▶ [EXTRACTED TEXT]

You are viewing a plain text version of this content. The canonical link for it is here.
Posted to dev@drill.apache.org by Jim Scott <js...@maprtech.com> on 2015/06/18 20:37:16 UTC

regex format

I recall at some point the topic of supporting a regex format record reader
came up, and I thought that Jacques said that he had this built into the
test framework and that at some point it should find its way into a release
use.

The closest ticket I can find is: DRILL-739 and I don't think that quite
covers the request.

Just wondering if there is any status on this.

To clarify the topic it would be to create a file format where you could
define a regular expression so that when text files are loaded they can be
parsed based on that regex. Effectively the grouping from the regular
expression would result in columns[n] for each record.

Re: regex format

Posted by Ted Dunning <te...@gmail.com>.
Yes.  It would.  Or the author could host source for a GPL drill add-on.



On Thu, Jun 18, 2015 at 6:00 PM, Matthew Burgess <ma...@gmail.com>
wrote:

> The logparser license is GPLv3, I'm guessing Drill would need a
> dual-license
> from the author?

Records of labeled boxes
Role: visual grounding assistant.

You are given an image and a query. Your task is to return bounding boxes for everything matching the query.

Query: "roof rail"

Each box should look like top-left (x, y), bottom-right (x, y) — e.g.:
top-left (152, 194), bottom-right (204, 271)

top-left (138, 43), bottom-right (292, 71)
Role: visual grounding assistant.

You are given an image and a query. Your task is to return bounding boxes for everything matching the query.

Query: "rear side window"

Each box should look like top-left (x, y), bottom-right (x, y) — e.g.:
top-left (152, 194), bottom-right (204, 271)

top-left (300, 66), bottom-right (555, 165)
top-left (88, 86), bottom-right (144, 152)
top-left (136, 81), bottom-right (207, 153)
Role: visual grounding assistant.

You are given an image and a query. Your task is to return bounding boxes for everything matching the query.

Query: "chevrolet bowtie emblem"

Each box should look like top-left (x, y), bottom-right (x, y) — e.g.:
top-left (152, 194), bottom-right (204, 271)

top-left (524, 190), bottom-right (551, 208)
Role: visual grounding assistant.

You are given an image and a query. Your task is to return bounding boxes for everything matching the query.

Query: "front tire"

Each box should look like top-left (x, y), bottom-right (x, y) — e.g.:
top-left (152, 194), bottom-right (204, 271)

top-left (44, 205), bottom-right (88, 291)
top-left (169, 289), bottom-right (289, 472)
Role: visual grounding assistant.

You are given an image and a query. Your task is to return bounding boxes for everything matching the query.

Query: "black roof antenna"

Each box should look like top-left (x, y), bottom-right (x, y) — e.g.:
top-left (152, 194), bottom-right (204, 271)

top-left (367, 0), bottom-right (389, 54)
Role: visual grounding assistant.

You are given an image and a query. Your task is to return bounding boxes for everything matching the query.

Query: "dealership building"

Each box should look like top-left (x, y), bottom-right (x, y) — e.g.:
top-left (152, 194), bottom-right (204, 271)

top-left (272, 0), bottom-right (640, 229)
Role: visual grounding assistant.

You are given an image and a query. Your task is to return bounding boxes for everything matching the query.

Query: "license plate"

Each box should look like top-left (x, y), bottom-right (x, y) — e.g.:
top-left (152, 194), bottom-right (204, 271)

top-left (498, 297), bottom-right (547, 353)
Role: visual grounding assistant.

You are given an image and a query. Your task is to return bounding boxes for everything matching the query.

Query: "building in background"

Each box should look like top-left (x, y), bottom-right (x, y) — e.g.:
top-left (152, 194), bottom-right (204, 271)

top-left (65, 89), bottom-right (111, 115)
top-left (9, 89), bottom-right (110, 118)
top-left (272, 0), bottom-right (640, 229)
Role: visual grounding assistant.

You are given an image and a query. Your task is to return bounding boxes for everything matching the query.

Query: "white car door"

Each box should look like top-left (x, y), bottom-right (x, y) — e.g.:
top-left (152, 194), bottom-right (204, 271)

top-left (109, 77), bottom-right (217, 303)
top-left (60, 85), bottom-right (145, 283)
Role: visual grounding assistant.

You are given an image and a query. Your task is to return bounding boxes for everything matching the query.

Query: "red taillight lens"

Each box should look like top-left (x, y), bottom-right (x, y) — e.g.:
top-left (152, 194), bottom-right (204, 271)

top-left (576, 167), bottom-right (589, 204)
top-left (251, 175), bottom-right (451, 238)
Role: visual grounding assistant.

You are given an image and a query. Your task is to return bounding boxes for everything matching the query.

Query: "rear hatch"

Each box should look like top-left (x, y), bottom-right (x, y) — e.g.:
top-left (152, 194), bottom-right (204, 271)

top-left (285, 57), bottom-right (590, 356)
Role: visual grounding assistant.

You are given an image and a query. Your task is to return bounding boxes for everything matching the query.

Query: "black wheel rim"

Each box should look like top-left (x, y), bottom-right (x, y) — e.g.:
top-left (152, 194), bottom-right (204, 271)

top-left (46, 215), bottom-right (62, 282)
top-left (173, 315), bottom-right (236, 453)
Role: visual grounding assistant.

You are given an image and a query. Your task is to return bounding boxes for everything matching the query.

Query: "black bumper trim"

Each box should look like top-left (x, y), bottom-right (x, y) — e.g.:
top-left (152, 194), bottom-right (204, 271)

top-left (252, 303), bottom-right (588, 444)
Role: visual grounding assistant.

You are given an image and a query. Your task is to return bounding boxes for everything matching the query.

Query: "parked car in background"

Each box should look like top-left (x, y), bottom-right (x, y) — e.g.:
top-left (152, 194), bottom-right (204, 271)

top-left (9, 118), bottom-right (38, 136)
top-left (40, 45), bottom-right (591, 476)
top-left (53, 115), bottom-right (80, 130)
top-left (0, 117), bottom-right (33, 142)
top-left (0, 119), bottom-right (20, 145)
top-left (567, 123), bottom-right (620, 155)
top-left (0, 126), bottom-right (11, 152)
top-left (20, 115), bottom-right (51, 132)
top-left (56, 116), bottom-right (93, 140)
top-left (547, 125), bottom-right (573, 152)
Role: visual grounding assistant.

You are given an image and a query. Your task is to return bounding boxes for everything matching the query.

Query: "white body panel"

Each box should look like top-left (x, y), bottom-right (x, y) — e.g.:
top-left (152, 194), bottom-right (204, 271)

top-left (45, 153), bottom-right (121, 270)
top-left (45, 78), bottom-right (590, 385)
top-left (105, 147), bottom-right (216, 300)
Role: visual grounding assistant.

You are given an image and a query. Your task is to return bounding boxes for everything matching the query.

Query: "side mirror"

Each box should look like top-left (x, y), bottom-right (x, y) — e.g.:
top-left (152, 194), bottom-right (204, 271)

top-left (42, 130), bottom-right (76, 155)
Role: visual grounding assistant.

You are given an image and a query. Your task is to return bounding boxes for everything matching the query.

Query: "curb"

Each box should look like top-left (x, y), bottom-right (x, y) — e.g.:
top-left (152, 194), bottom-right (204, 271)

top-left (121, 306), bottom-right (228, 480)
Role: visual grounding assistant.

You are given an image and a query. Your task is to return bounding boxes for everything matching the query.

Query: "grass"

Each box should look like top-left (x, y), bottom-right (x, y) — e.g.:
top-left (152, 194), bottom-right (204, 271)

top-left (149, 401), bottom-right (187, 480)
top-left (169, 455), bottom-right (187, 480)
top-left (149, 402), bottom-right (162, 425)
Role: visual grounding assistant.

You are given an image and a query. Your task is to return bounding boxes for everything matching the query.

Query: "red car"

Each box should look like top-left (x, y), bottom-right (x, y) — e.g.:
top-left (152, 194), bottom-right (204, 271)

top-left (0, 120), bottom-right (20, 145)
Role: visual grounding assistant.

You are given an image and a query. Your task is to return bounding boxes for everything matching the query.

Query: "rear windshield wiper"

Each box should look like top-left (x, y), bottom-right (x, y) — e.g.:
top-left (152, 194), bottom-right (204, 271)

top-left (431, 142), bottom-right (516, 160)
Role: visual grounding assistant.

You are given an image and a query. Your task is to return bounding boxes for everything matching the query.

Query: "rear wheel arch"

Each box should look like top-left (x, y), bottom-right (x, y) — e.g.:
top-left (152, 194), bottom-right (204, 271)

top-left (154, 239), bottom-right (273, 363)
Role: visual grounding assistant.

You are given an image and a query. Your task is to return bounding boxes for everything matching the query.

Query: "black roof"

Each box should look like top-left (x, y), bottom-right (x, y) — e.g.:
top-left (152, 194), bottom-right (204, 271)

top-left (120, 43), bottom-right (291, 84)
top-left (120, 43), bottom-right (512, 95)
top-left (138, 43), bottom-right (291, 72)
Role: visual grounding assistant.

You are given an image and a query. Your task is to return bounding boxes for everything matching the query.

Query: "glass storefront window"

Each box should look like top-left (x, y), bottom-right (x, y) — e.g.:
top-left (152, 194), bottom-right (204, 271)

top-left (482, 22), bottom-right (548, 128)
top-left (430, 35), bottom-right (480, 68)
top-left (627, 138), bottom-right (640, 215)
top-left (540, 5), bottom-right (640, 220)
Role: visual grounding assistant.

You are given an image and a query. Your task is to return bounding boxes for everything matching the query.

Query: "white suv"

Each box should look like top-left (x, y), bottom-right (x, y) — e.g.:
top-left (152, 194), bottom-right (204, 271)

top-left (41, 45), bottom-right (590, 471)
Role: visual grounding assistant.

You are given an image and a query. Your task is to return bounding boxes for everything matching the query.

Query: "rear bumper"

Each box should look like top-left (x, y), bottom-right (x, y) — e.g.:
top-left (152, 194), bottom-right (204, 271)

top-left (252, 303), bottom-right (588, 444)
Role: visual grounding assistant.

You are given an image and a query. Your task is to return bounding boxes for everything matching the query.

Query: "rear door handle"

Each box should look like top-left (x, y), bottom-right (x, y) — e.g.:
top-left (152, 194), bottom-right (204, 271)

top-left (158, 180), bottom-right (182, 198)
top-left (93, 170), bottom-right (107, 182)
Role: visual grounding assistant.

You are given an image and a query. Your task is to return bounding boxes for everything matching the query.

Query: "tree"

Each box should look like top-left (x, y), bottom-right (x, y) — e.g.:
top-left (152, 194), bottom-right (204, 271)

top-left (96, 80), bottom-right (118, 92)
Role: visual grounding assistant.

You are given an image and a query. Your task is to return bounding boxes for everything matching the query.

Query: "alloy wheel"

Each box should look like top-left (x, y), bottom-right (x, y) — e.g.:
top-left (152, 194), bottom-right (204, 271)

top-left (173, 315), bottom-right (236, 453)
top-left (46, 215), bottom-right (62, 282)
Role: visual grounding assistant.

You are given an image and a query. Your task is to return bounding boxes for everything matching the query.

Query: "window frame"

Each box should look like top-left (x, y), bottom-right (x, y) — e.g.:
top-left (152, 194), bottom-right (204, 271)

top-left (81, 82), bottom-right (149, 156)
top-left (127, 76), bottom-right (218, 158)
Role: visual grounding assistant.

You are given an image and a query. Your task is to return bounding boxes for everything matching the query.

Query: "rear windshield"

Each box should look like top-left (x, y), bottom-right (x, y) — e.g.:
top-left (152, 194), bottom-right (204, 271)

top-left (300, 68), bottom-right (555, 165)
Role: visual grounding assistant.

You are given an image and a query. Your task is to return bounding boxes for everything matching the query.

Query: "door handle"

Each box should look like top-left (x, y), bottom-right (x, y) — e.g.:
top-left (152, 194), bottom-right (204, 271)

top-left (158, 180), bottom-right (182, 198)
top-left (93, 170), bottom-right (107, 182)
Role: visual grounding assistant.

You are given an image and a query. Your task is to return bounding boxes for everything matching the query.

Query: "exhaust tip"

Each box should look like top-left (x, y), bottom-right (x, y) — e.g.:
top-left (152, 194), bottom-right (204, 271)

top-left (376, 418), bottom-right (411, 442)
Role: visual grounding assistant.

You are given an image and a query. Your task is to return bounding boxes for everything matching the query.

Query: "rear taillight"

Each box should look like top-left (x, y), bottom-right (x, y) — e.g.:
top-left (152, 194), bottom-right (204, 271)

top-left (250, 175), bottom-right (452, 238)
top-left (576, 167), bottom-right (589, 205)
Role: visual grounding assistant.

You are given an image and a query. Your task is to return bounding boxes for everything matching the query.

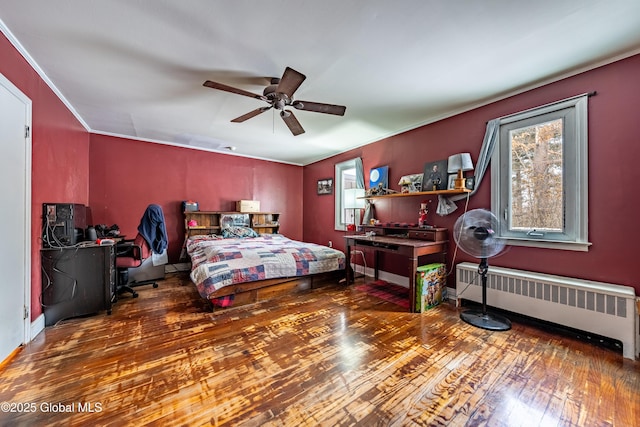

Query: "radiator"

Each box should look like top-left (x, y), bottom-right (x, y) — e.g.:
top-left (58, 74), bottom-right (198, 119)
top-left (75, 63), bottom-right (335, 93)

top-left (456, 262), bottom-right (640, 359)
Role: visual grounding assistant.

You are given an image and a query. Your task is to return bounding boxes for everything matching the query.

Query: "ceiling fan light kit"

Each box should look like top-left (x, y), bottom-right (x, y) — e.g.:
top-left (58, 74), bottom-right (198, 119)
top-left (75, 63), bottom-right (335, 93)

top-left (203, 67), bottom-right (347, 136)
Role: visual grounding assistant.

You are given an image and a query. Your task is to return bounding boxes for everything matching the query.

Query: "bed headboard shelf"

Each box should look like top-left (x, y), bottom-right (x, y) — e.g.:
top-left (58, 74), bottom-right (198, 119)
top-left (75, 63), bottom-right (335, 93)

top-left (180, 211), bottom-right (280, 260)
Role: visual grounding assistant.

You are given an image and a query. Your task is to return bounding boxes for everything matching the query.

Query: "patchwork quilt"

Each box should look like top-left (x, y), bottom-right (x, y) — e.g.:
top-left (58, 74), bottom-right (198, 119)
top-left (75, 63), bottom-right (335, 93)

top-left (187, 234), bottom-right (345, 299)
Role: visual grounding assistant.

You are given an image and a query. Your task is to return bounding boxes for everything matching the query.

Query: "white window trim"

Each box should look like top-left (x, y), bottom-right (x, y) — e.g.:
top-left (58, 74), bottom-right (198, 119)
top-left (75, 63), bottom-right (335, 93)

top-left (333, 159), bottom-right (356, 231)
top-left (491, 94), bottom-right (591, 251)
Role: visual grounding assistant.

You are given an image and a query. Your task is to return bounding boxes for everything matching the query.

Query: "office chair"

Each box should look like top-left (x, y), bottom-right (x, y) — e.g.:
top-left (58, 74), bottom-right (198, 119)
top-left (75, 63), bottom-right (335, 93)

top-left (115, 233), bottom-right (158, 298)
top-left (115, 205), bottom-right (168, 298)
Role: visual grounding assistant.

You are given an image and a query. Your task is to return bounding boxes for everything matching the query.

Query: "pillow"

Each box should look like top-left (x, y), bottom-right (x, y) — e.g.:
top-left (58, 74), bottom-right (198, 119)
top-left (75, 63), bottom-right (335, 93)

top-left (222, 225), bottom-right (259, 239)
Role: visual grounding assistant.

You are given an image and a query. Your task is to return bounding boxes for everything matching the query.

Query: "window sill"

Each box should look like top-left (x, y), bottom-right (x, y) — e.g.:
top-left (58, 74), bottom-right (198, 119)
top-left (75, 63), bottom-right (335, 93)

top-left (505, 238), bottom-right (591, 252)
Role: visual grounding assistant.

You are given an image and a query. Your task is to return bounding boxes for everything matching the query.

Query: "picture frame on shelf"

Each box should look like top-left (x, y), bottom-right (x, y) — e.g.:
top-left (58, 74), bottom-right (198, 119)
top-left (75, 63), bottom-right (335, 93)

top-left (398, 173), bottom-right (422, 193)
top-left (369, 166), bottom-right (389, 189)
top-left (422, 159), bottom-right (449, 191)
top-left (464, 176), bottom-right (476, 191)
top-left (447, 173), bottom-right (458, 190)
top-left (317, 178), bottom-right (333, 196)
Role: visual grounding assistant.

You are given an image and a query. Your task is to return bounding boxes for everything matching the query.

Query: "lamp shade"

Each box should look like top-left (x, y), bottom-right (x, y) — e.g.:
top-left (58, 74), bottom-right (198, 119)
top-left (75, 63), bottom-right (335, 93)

top-left (447, 153), bottom-right (473, 173)
top-left (343, 188), bottom-right (364, 209)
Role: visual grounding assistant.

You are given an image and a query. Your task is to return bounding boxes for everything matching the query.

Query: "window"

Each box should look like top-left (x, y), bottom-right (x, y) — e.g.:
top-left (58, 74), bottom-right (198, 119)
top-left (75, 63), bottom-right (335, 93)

top-left (334, 159), bottom-right (356, 230)
top-left (491, 95), bottom-right (590, 251)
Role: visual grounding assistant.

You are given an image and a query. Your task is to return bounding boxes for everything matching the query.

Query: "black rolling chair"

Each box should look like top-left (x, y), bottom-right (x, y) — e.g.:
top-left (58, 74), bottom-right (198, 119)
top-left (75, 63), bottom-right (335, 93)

top-left (116, 205), bottom-right (167, 298)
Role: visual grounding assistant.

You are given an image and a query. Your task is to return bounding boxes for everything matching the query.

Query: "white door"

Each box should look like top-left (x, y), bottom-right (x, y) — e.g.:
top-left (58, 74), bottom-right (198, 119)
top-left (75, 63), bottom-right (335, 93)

top-left (0, 74), bottom-right (31, 362)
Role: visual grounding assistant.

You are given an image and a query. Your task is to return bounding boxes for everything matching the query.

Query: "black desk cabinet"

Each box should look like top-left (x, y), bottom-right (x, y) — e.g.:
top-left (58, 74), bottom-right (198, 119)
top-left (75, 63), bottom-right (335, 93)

top-left (40, 245), bottom-right (116, 326)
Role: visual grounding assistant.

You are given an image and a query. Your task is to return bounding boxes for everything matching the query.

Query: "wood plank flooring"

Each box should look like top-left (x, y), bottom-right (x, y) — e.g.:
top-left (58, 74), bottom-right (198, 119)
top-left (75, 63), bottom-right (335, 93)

top-left (0, 274), bottom-right (640, 427)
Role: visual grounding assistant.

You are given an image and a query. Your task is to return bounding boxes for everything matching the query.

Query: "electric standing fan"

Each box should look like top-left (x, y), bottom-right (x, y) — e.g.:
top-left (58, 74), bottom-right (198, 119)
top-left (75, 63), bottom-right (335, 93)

top-left (453, 209), bottom-right (511, 331)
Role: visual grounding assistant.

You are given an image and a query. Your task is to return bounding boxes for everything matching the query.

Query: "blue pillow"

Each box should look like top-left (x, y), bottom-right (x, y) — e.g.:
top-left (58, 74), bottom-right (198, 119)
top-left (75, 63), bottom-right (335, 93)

top-left (222, 225), bottom-right (259, 239)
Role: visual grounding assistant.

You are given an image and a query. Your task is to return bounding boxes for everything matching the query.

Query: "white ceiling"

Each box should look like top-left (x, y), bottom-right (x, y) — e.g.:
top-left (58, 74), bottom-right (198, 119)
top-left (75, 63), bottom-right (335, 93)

top-left (0, 0), bottom-right (640, 165)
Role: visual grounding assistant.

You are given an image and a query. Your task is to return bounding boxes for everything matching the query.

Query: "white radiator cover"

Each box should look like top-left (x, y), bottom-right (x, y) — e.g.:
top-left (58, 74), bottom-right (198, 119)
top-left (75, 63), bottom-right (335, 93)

top-left (456, 262), bottom-right (640, 359)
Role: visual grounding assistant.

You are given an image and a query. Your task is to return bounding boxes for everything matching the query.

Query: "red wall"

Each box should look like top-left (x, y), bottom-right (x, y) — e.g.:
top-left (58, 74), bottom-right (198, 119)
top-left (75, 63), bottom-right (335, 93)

top-left (304, 55), bottom-right (640, 294)
top-left (0, 33), bottom-right (89, 320)
top-left (89, 134), bottom-right (302, 262)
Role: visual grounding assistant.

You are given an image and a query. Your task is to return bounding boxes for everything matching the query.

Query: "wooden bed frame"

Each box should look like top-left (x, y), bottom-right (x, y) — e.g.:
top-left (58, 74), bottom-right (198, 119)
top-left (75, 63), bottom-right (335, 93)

top-left (181, 211), bottom-right (348, 309)
top-left (209, 270), bottom-right (345, 310)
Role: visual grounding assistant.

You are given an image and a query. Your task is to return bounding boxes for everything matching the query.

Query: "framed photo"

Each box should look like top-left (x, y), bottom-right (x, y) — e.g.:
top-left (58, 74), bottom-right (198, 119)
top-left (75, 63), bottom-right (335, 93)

top-left (464, 176), bottom-right (476, 190)
top-left (369, 166), bottom-right (389, 188)
top-left (422, 159), bottom-right (449, 191)
top-left (318, 178), bottom-right (333, 196)
top-left (398, 173), bottom-right (422, 193)
top-left (447, 173), bottom-right (458, 190)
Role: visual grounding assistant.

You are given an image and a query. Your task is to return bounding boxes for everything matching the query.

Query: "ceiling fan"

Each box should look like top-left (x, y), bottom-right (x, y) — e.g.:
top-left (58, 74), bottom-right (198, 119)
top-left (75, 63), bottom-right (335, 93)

top-left (203, 67), bottom-right (347, 136)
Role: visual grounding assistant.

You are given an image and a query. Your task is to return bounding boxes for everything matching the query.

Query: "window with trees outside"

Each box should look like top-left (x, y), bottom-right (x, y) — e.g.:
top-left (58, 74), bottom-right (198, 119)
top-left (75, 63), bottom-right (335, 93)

top-left (334, 159), bottom-right (357, 230)
top-left (491, 95), bottom-right (589, 251)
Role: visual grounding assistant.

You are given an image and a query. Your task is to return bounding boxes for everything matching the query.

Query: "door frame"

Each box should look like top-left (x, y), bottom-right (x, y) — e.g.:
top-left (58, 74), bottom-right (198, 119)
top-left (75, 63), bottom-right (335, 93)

top-left (0, 73), bottom-right (33, 344)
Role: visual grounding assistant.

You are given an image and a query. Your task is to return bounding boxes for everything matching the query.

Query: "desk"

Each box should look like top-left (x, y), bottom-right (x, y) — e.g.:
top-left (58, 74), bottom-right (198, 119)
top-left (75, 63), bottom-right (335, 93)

top-left (40, 244), bottom-right (116, 326)
top-left (344, 234), bottom-right (448, 313)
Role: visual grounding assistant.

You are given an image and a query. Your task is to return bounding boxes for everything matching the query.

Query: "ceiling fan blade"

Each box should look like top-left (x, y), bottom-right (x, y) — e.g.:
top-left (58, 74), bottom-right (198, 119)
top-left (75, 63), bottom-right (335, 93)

top-left (231, 106), bottom-right (271, 123)
top-left (280, 110), bottom-right (304, 136)
top-left (276, 67), bottom-right (307, 98)
top-left (291, 101), bottom-right (347, 116)
top-left (202, 80), bottom-right (267, 101)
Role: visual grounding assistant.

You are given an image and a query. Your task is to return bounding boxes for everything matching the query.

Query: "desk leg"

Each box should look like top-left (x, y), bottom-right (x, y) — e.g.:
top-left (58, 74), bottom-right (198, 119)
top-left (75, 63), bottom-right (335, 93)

top-left (409, 257), bottom-right (418, 313)
top-left (344, 242), bottom-right (353, 286)
top-left (373, 249), bottom-right (380, 280)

▶ [GIVEN INSTRUCTION A] List every person named in the regex format thread.
▶ [GIVEN INSTRUCTION B] In the regex format thread, rewrite the paragraph that begins "To clarify the topic" in a single shorter sentence, keeping its main facts.
▶ [GIVEN INSTRUCTION C] Duplicate the part of the regex format thread that begins at the words "The closest ticket" and ends after the words "Ted Dunning <te...@gmail.com>.".

▶ [TASK RESULT A] Jim Scott, Jacques, Ted Dunning, Matthew Burgess

▶ [TASK RESULT B] The proposal is a file format with a user-defined regular expression that parses text files as they load, turning each regex group into columns[n] for every record.

▶ [TASK RESULT C]
The closest ticket I can find is: DRILL-739 and I don't think that quite
covers the request.

Just wondering if there is any status on this.

To clarify the topic it would be to create a file format where you could
define a regular expression so that when text files are loaded they can be
parsed based on that regex. Effectively the grouping from the regular
expression would result in columns[n] for each record.

Re: regex format

Posted by Ted Dunning <te...@gmail.com>.